TO BE DONE: Render the stretch from the line containing "Locate the tealight" through the line containing "[1054, 735]" as a Markdown table with the columns Number and Line, numbering each line in order and leaving out any blank lines.

EXERCISE MATERIALS:
::::::::::

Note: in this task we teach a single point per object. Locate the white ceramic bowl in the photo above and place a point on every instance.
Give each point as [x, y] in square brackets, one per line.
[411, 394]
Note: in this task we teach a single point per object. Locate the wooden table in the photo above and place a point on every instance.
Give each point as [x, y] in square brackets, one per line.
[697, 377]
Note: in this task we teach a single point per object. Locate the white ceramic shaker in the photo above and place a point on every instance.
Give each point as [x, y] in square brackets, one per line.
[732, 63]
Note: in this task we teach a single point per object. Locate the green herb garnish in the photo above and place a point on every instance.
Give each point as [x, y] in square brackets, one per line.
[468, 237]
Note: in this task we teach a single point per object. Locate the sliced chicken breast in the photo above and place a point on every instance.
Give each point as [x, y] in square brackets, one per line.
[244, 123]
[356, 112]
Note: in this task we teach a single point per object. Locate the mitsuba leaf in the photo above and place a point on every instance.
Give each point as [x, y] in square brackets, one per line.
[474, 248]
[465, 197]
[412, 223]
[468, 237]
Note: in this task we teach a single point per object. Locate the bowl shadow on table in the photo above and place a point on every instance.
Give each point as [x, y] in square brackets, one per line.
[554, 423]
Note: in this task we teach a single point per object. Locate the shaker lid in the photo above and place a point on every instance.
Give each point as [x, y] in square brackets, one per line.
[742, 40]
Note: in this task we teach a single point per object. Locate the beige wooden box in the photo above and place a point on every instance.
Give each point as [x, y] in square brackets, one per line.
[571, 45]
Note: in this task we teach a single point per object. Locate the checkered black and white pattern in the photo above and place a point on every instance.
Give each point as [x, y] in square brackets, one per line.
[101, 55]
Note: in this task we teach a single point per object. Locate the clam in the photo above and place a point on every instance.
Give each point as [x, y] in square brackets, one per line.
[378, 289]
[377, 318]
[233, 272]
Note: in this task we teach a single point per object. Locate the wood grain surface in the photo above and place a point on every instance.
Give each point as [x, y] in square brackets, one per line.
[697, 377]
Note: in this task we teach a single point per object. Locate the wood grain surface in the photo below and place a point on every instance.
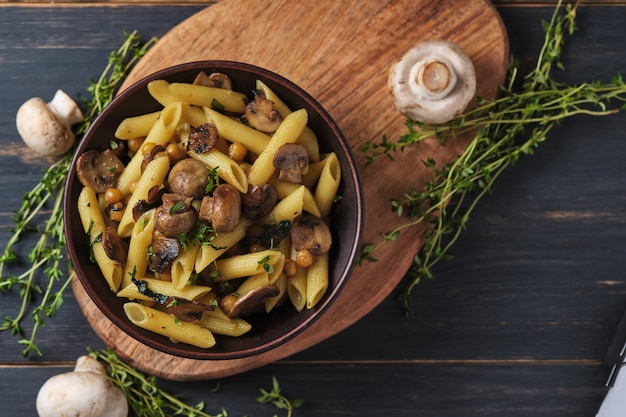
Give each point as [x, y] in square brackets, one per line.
[340, 52]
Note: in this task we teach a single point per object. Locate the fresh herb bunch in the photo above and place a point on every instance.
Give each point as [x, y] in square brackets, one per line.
[504, 129]
[146, 398]
[41, 212]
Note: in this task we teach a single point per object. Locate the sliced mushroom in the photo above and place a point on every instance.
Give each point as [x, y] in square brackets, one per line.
[114, 246]
[292, 160]
[311, 233]
[156, 152]
[163, 252]
[260, 114]
[259, 201]
[215, 79]
[249, 302]
[176, 216]
[203, 138]
[187, 310]
[98, 170]
[189, 177]
[226, 208]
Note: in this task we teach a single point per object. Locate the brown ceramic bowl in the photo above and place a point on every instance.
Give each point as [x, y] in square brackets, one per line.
[268, 330]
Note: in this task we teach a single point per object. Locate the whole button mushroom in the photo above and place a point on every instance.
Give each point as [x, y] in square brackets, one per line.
[85, 392]
[189, 177]
[47, 127]
[433, 82]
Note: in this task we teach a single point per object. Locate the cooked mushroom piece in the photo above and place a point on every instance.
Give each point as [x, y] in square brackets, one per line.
[203, 138]
[292, 160]
[260, 114]
[163, 252]
[249, 302]
[98, 170]
[156, 152]
[114, 246]
[176, 216]
[311, 233]
[189, 177]
[215, 79]
[433, 82]
[259, 201]
[226, 208]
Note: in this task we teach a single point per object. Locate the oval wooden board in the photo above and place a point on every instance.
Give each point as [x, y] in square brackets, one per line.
[340, 52]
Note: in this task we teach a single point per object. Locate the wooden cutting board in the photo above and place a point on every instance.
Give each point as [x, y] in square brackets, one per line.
[340, 52]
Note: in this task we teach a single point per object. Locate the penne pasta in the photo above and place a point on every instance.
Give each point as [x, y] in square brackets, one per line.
[203, 96]
[288, 131]
[166, 325]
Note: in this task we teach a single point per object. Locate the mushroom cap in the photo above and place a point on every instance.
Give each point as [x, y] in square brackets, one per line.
[81, 394]
[433, 82]
[41, 130]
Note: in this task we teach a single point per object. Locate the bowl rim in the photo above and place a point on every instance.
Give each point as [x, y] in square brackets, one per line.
[351, 175]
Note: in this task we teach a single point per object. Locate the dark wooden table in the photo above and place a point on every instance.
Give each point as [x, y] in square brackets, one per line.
[516, 325]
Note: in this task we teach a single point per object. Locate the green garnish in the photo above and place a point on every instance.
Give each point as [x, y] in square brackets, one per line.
[505, 129]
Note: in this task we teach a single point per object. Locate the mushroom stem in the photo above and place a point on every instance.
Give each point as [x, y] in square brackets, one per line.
[433, 82]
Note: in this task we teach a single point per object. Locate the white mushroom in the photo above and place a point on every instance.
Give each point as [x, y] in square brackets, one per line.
[85, 392]
[433, 82]
[46, 127]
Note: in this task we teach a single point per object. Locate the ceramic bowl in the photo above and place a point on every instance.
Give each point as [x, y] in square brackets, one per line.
[268, 330]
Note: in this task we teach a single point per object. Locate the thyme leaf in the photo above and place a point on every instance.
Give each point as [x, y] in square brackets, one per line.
[503, 129]
[41, 212]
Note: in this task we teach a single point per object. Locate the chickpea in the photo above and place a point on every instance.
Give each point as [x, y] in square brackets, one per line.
[112, 195]
[237, 151]
[304, 258]
[135, 144]
[116, 211]
[147, 147]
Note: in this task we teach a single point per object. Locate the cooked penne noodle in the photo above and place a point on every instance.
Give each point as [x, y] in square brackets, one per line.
[292, 206]
[166, 325]
[93, 224]
[219, 323]
[328, 184]
[281, 284]
[296, 289]
[153, 176]
[234, 131]
[188, 257]
[203, 96]
[188, 292]
[308, 138]
[160, 134]
[296, 191]
[140, 241]
[227, 169]
[288, 131]
[224, 241]
[239, 266]
[184, 265]
[316, 280]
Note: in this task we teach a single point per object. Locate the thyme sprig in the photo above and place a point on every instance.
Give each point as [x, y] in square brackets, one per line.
[41, 212]
[503, 129]
[146, 398]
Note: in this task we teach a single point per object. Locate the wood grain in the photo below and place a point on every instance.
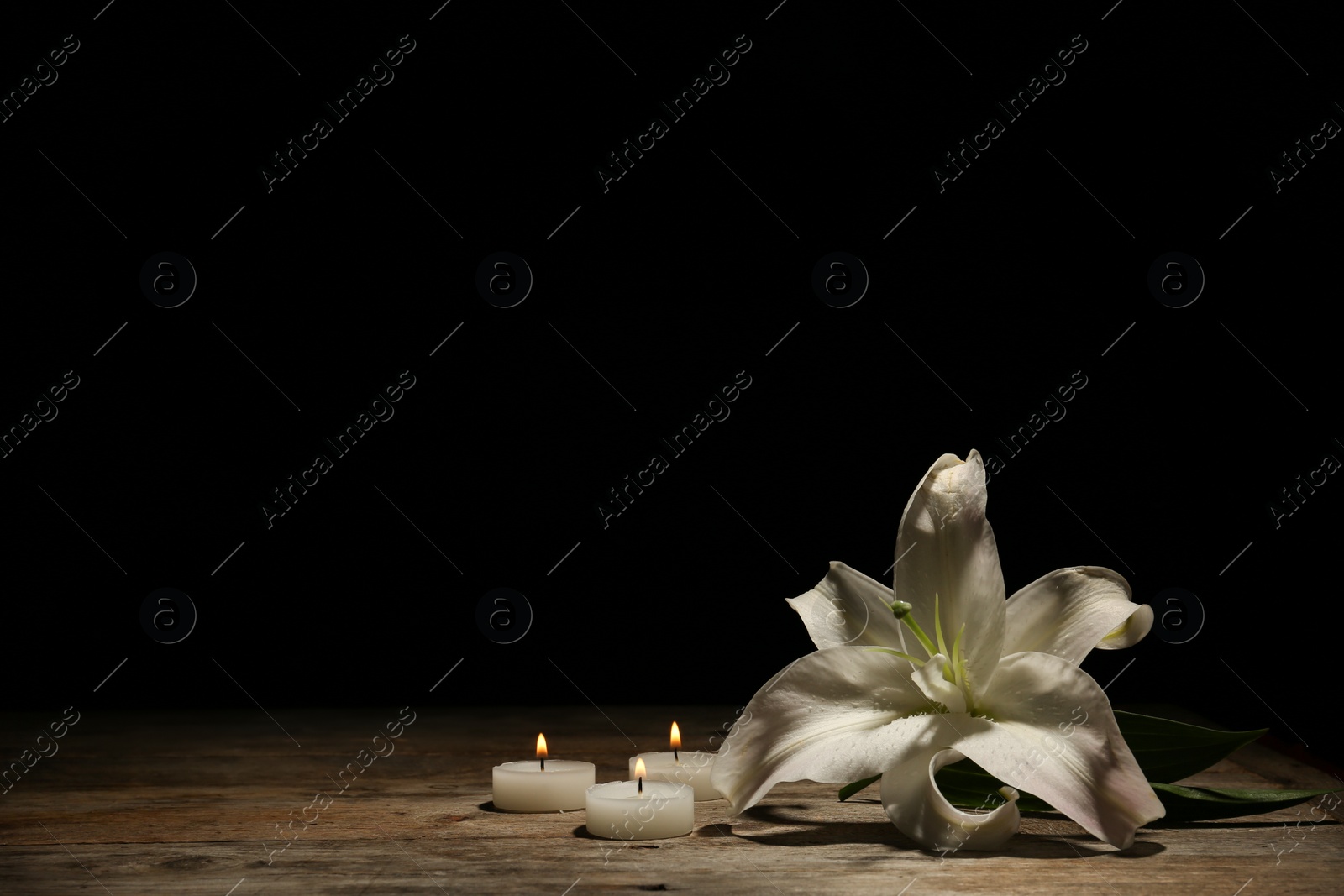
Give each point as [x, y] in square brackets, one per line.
[188, 804]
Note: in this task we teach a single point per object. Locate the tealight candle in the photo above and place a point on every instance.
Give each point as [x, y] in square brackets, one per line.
[640, 810]
[542, 786]
[680, 768]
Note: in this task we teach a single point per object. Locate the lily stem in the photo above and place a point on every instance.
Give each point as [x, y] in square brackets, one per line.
[902, 611]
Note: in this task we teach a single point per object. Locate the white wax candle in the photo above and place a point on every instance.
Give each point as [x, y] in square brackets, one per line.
[690, 768]
[618, 812]
[524, 786]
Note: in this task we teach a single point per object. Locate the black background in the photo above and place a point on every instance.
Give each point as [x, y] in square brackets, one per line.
[678, 277]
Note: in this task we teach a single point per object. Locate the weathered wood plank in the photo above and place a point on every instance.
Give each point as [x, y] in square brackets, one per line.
[188, 804]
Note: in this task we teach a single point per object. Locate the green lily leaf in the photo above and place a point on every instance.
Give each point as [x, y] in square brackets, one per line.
[1168, 752]
[1203, 804]
[850, 790]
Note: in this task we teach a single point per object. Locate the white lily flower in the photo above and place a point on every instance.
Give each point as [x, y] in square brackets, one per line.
[886, 694]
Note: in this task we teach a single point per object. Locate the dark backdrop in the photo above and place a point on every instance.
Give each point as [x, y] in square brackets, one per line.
[651, 293]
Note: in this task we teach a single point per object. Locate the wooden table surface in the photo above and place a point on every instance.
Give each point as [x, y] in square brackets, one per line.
[190, 802]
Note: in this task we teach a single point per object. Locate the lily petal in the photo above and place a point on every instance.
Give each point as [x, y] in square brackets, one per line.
[832, 716]
[920, 810]
[847, 607]
[1070, 611]
[945, 547]
[1054, 735]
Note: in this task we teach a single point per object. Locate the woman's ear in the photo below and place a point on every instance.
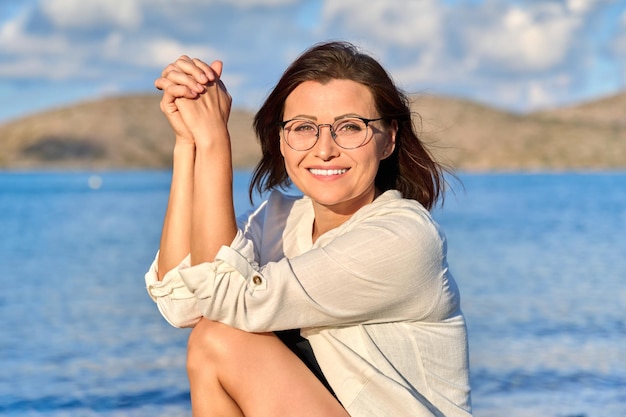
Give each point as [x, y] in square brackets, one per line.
[391, 140]
[281, 144]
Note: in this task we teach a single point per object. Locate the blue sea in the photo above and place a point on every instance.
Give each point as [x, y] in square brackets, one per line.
[540, 260]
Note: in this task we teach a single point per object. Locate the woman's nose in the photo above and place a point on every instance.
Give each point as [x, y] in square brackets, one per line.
[326, 148]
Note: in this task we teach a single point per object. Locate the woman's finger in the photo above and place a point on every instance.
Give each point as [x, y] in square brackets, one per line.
[175, 90]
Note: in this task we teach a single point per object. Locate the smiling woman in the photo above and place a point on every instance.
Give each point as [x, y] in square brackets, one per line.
[336, 303]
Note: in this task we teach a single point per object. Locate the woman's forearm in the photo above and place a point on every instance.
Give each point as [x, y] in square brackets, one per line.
[176, 235]
[213, 214]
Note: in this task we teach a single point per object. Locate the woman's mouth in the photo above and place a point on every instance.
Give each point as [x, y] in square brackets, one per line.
[327, 172]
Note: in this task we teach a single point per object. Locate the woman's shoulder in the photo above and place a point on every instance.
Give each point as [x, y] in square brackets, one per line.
[406, 216]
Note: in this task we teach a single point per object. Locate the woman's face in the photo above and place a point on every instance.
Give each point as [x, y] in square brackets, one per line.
[338, 179]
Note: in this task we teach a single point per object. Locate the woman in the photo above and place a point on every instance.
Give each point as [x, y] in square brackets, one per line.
[357, 265]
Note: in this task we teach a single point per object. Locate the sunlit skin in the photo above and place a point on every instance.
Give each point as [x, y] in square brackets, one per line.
[338, 196]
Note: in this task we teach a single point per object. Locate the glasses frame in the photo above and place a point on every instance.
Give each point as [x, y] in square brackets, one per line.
[333, 134]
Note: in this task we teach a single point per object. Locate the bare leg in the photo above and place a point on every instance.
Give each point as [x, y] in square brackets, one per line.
[236, 373]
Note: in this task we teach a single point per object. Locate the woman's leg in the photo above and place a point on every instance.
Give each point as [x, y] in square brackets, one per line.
[236, 373]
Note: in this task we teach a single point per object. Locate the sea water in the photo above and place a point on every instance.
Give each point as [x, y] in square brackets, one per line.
[540, 260]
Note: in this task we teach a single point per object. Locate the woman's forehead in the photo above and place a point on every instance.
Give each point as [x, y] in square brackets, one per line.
[337, 96]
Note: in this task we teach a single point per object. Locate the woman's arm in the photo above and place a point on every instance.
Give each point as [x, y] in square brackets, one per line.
[212, 213]
[183, 81]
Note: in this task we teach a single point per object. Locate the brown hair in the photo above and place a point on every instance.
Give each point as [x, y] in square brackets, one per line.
[410, 169]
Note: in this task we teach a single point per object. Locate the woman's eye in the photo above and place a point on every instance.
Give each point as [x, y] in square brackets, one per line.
[349, 127]
[305, 128]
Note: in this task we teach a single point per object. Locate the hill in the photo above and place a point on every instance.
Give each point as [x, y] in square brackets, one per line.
[130, 132]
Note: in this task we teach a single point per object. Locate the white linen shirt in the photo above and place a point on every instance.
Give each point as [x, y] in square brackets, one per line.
[374, 297]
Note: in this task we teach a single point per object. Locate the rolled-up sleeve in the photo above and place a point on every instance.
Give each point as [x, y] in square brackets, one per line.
[176, 303]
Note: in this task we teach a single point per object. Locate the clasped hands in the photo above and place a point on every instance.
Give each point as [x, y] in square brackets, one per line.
[195, 100]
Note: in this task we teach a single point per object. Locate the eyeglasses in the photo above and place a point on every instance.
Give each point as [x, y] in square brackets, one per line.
[348, 133]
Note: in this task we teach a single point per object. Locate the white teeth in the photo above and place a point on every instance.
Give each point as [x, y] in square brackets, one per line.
[315, 171]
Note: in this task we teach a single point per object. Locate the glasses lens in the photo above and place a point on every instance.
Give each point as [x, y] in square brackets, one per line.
[350, 133]
[300, 134]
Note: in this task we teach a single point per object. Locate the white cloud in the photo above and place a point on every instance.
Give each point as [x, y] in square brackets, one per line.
[87, 14]
[394, 22]
[522, 40]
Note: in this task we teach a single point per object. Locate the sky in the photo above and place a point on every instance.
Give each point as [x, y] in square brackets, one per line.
[517, 55]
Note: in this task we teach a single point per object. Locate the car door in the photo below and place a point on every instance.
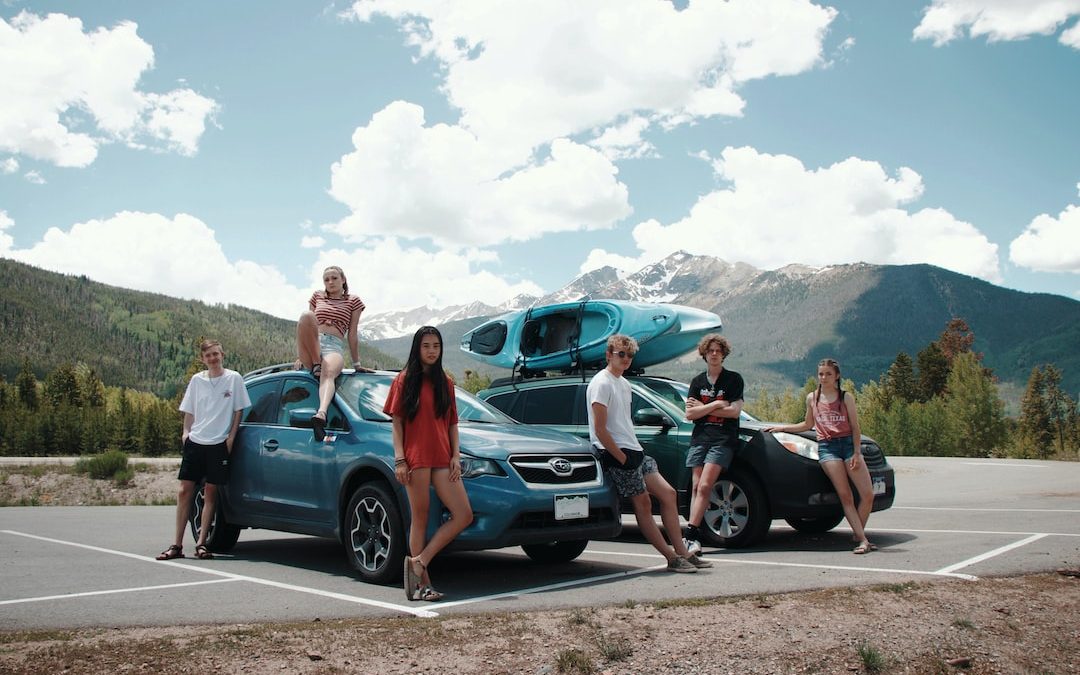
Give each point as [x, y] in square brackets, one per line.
[297, 473]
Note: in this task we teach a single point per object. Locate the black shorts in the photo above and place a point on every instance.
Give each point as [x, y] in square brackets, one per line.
[205, 461]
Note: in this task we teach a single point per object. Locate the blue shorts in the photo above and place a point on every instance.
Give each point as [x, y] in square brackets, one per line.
[836, 449]
[329, 342]
[717, 454]
[631, 482]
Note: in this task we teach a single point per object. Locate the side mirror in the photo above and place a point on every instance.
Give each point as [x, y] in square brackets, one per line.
[301, 417]
[652, 417]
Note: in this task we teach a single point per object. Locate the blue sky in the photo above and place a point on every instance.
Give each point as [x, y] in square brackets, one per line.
[443, 152]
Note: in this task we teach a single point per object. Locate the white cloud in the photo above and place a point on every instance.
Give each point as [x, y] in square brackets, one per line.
[555, 68]
[68, 91]
[5, 239]
[407, 179]
[1050, 244]
[945, 21]
[177, 256]
[777, 212]
[389, 277]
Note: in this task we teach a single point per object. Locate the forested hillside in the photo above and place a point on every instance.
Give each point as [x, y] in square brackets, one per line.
[130, 338]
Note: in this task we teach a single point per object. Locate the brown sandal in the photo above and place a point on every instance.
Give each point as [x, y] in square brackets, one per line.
[171, 553]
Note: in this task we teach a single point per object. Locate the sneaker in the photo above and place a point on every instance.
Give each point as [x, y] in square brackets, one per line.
[680, 565]
[699, 562]
[692, 545]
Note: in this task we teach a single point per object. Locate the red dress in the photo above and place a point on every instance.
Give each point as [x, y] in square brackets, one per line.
[427, 436]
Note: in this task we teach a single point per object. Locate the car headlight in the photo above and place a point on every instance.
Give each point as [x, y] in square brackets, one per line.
[798, 445]
[473, 467]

::::::::::

WRITTEN SOLUTION:
| Number | Line |
|---|---|
| 1 | Note: in this task we teach a single point per object. Locate the tealight candle in the photo above and place a point on every instance. |
| 2 | Give each point as [x, y] in square brackets, one per line. |
| 3 | [640, 810] |
| 4 | [542, 786] |
| 5 | [680, 768] |
| 6 | Note: in this task we teach a single point per object. Locate the lily stem in the photo above and place a point on every instance. |
| 7 | Give each point as [x, y] in square brackets, one per line. |
| 8 | [902, 611] |
| 9 | Note: in this task we teach a single point per object. Locate the white wax candle in the photo above and place a point on every instance. |
| 10 | Give each point as [x, y] in square brackets, one per line. |
| 11 | [690, 768] |
| 12 | [618, 812] |
| 13 | [524, 786] |
| 14 | Note: in this task we teach a single point per object. Locate the black background in the photo above and place a point on every instance. |
| 15 | Give each point as [x, y] in square brackets, one per line. |
| 16 | [678, 277] |
| 17 | Note: in this task we teach a single point per object. Locate the weathered wood plank in the photo above and place a point on every instance. |
| 18 | Give each point as [x, y] in square brackets, one per line. |
| 19 | [188, 804] |
| 20 | Note: in this task we teach a single point per object. Locate the green lily leaf in the photo above and place a point on every instance. |
| 21 | Give each point as [x, y] in square brackets, one per line. |
| 22 | [1168, 752] |
| 23 | [1203, 804] |
| 24 | [850, 790] |
| 25 | Note: in this task we teach a single point per object. Locate the white lily flower in the photo above and place a point on every instance. |
| 26 | Give each point as [x, y] in square brackets, one per line. |
| 27 | [886, 694] |
| 28 | Note: in this task we teach a single point per object. Locate the dark backdrop in the photo above and place a point on every instance. |
| 29 | Give each point as [x, y] in square brackets, one per line. |
| 30 | [651, 293] |
| 31 | Note: in this task we teach a single point per object. Locate the wooden table surface in the photo above and place a point on every instance. |
| 32 | Give each point as [x, y] in square brackets, one per line. |
| 33 | [190, 802] |
| 34 | Note: in this task we teach a single point per object. Locate the lily petal in the photo above and place a point on every instance. |
| 35 | Give each point as [x, y] in square brackets, one per line. |
| 36 | [832, 716] |
| 37 | [920, 810] |
| 38 | [847, 607] |
| 39 | [1070, 611] |
| 40 | [945, 547] |
| 41 | [1054, 735] |